WHAT THIS TASK INVOLVES
Write out the records below once more, exactly as they stand.
────────────────────
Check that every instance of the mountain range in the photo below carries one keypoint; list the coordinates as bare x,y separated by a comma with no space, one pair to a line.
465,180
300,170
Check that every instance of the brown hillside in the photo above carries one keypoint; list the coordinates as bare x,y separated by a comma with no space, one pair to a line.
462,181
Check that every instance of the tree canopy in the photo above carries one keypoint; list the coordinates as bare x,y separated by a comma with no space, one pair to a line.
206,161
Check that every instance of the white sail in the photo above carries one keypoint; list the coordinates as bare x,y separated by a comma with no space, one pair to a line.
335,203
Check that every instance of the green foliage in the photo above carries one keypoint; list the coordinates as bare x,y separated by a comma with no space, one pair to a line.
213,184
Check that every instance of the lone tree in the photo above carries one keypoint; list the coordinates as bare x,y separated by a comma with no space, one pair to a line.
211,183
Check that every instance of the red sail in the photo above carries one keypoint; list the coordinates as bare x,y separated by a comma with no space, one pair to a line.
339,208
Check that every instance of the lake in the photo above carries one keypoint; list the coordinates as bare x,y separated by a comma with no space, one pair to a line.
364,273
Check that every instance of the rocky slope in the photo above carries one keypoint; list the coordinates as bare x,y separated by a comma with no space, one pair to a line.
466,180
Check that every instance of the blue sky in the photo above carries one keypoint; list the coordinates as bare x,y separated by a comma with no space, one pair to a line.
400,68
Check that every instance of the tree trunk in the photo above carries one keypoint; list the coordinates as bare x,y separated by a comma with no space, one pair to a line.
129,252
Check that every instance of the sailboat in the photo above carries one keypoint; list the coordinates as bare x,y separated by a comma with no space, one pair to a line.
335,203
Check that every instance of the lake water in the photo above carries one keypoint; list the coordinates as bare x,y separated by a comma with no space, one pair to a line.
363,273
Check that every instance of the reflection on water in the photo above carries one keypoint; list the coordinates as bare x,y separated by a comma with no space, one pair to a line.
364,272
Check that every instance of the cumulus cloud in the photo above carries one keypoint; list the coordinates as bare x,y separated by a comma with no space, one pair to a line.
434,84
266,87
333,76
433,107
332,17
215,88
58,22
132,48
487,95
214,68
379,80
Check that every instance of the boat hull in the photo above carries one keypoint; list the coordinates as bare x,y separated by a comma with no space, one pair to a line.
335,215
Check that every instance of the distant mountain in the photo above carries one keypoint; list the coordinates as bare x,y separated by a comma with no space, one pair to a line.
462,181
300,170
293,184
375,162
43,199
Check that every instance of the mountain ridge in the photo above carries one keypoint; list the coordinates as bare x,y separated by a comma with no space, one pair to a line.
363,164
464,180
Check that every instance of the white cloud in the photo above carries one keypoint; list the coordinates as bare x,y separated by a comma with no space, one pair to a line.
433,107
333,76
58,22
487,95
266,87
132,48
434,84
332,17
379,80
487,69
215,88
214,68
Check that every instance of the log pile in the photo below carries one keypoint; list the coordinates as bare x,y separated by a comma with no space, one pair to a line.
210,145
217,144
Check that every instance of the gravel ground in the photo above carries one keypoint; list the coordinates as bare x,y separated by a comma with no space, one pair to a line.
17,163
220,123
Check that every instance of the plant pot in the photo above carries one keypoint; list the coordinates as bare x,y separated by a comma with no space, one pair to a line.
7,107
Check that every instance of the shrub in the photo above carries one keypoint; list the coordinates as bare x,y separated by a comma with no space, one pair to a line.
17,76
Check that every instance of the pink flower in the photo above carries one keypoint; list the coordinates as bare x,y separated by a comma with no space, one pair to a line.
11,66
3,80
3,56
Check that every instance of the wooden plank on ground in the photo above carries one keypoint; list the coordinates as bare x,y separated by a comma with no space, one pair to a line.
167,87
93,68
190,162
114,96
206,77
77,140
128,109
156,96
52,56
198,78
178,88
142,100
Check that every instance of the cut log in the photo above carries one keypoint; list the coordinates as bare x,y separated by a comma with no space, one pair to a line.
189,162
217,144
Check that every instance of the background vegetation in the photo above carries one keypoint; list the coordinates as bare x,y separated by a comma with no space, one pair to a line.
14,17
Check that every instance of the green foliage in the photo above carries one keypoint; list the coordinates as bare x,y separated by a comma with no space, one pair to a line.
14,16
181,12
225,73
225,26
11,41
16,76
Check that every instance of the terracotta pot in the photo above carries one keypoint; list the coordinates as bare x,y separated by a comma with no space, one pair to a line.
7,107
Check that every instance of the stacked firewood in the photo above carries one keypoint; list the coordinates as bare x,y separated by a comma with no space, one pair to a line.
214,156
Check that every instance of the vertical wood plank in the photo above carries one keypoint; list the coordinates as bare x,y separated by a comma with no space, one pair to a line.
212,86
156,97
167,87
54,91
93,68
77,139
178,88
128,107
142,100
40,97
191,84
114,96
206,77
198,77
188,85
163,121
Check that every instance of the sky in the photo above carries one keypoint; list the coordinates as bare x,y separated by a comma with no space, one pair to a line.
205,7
────────────────────
TASK ANSWER
Check that every instance of the mountain range in the photo below carries one keypoint; list the coordinates as bare x,y separated by a comma with no space, one pair to a line.
465,180
300,170
Check that every instance of the brown hillside in the photo above carries one keypoint; list the coordinates as bare x,y separated by a comma with no space, one pair to a line.
462,181
Check that every instance of the tree canopy in the photo above carries one keypoint; list the coordinates as bare x,y separated by a comma with no space, one pair to a line.
206,161
Check that every instance of the white sail in the photo above carries one keypoint; list the coordinates as bare x,y separated by a comma with no space, one pair to a line.
335,203
Check that every instance of the green foliage in the photo above carries one keypoint; list the coordinates as bare x,y separated by a comma with no space, one pair to a line.
213,184
Check that every instance of the lone tree in the photo above carries one keypoint; list the coordinates as bare x,y separated by a comma with no space, one pair to a line.
211,183
Check that every instance of the red sail in the photo above carries one keypoint; list the coordinates as bare x,y separated by a comma with no space, one pair to a line.
339,208
Check that every instance of the lake in the photo above carries one keypoint; list the coordinates as bare x,y separated by a comma with no space, one pair to a line.
364,273
Check that every instance of the rocky slope in the photo above carries one keypoint; list the coordinates as bare x,y separated by a comma with no space, one pair to a line.
466,180
Check that every instance of the blue sky in the photo above carries one keypoint; list the coordinates as bare x,y separated by a comma with no space, one pair to a line.
400,68
Check that every instance of the tree trunk in the photo above carries one keypoint; list the coordinates as bare x,y separated by a comma with no space, one pair to a line.
129,252
Check that every instance of the sailboat in the photo above carries one keypoint; list the coordinates as bare x,y separated by a comma with no space, one pair to a line.
335,203
Check that every instance of the lake water in the photo above carries one keypoint; list the coordinates as bare x,y separated by a comma with no space, one pair to a line.
363,273
Check that every instance of the reflection on water in the photo above carries one keypoint; list the coordinates as bare x,y separated by a comma with no space, one pair to a line.
364,272
Check that every instance of the cumulus cloud in the photo above carries one keypoint; list the coordinates as bare x,y separated by a comma with no space, one pair to a line.
434,84
266,87
333,76
433,107
332,17
215,88
58,22
132,48
487,95
214,68
379,80
Check that every instance of the boat hull in the photo above carries one keypoint; list the coordinates as bare x,y separated by a comma with no space, one pair to a line.
335,215
Check that every instance of the distant mountain in the photo above carries one keypoint; list the coordinates as bare x,y separated by a comma with no space, one pair to a line.
462,181
300,170
293,184
375,162
43,199
Check that every instance of the mountain ridge in the photo above carries one keypoint; list the coordinates as bare x,y separated by a comma with no space, one pair to a line.
363,164
464,180
Check that every instance of the white cloud in the photo above carries one keypoint; list the coordinates as bare x,y separated by a comma with no space, one pair to a line.
433,107
333,76
58,22
487,95
266,87
132,48
434,84
332,17
379,80
487,69
215,88
214,68
Check that every instance of the log pile in the photo below carries one keypoint; list the coordinates as bare x,y separated by a comma with no space, one pair to a line.
210,145
217,144
Check that every instance of the gravel ground in the photo above carries one keypoint; list the coordinates as bare x,y separated by a comma with no space, one pair to a line.
17,163
220,123
Check that every instance of the plant pot in the photo above carries one keypoint; list the coordinates as bare x,y separated by a comma with no space, one pair to a line.
7,107
Check that every instance of the shrub in the photo above carries one keypoint; list the coordinates as bare x,y separated by a comma with no space, one pair to a line.
17,76
Check that every instance of the pink flower in the photo above carries one keypoint; list the coordinates as bare x,y separated by a comma with no space, one pair to a line.
11,66
3,80
3,56
Check that every instance of the wooden plank on ground in the photo above carries one keypoint; list the coordinates as bare x,y separated by a comma with no space, one pair to a line.
167,87
93,68
190,162
114,96
206,77
77,140
128,109
156,96
52,56
198,78
178,88
142,100
Check that every instance of the cut log in the photo above carries one keypoint; list the coordinates as bare x,y separated by a comma with no space, one pair to a line.
189,162
217,144
Check that every instance of the background vegetation in the photo above carries one keypoint; list the coordinates as bare x,y separated by a comma with no space, one pair to a line.
14,17
Check that every instance of the green foliage in the photo above carries one keypoint; list the coordinates as bare x,y separated by a comma with no space, one pair to a line.
14,16
181,12
225,73
225,26
11,41
16,76
Check that every instance of the terracotta pot in the photo above carries one keypoint; list the coordinates as bare x,y separated by a comma with no space, one pair to a line.
7,107
Check that every instance of the stacked firewood in the photo above carries one keypoint; list the coordinates as bare x,y separated by a comma with no space, one pair to a line.
214,156
Check that every instance of the vertical wood plank in the photo above carries one keypoint; list the coordinates as bare x,y separated by a comma with no space, one pair to a line.
212,86
156,97
167,87
54,91
93,68
77,139
178,88
128,107
142,100
40,97
191,84
114,96
206,77
198,77
188,85
163,121
Check that every instance of the sky in the photo above carries one keypoint; list the coordinates as bare x,y separated by a comma with no space, one pair to a line.
205,7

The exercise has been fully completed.